#### BRANO SCELTO:
Bulgakov, Scienza e metafisica

In questa lettura il filosofo russo Sergej Bulgakov osserva che la scienza è in continuo progresso e in ciò sta la sua forza e la sua debolezza (secondo la critica hegeliana alla cattiva infinità). L’uomo però ha bisogno di “una rappresentazione compiuta del mondo” e per questo ci sarà sempre uno spazio dedicato alla metafisica.

 

S. N. Bulgakov, Problemi fondamentali della teoria  del progresso [1902]

 

Ma, per quanto si sviluppi, la conoscenza positiva rimarrà sempre limitata in base al suo oggetto: essa studia solo frammenti di una realtà, la quale continuamente si allarga dinanzi agli occhi di chi l’indaga. Il problema di una piena e compiuta conoscenza nell’ambito dell’esperienza è del tutto insolubile ed è un problema mal posto. È un problema illusorio e falso, come quello di arrivare all’orizzonte che continuamente si allontana in uno spazio interminabile. Lo sviluppo della scienza positiva è senza fine, ma questa infinitezza rappresenta la forza e la debolezza della conoscenza positiva: la forza, nel senso che non esiste e non può essere stabilito il confine della scienza sperimentale nel suo movimento progressivo, la debolezza nel senso che questo movimento infinito è condizionato precisamente dall’impossibilità di risolvere definitivamente il problema di pervenire a una conoscenza compiuta. Ci troviamo qui dinanzi ad un esempio di quello che Hegel chiamò cattiva, incompiuta infinità (schlechte Unendlichkeit, propriamente Endlosigkeit), a differenza dall’infinità intesa come compiutezza. La prima da un punto di vista geometrico può essere illustrata dalla retta che si prolunga indefinitamente nello spazio, la seconda dal cerchio. Come, da un punto di vista puramente matematico, a paragone con l’infinito tutte le grandezze finite perdono significato, quale che sia la differenza intercorrente tra le loro misure assolute, cosí è possibile affermare che al presente la scienza positiva non è piú vicina al risultato di offrire una conoscenza compiuta di quanto lo fosse alcuni secoli fa o lo sarà tra alcuni secoli.

#### DATI FORNITI:
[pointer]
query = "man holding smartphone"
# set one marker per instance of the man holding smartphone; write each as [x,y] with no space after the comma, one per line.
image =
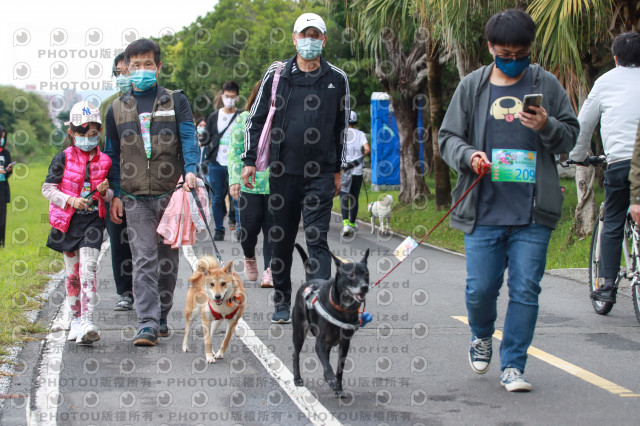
[508,219]
[614,101]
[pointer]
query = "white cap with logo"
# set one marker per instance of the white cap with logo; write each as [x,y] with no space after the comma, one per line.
[82,113]
[307,20]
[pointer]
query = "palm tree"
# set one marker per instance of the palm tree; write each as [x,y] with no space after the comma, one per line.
[388,30]
[573,38]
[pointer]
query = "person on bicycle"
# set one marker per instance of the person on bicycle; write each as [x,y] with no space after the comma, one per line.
[634,180]
[615,102]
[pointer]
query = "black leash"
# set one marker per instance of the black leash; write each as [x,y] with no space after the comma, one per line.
[145,197]
[201,210]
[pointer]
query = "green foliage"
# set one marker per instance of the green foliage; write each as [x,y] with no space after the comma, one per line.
[25,117]
[416,219]
[25,261]
[239,39]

#### OBIETTIVO DELL'ATTIVITÀ:
Ricopia fedelmente la parte del brano su scienza e metafisica che comincia con "In questa lettura" e termina con "dedicato alla metafisica.".

#### SOLUZIONE DELL'ESERCIZIO:
In questa lettura il filosofo russo Sergej Bulgakov osserva che la scienza è in continuo progresso e in ciò sta la sua forza e la sua debolezza (secondo la critica hegeliana alla cattiva infinità). L’uomo però ha bisogno di “una rappresentazione compiuta del mondo” e per questo ci sarà sempre uno spazio dedicato alla metafisica.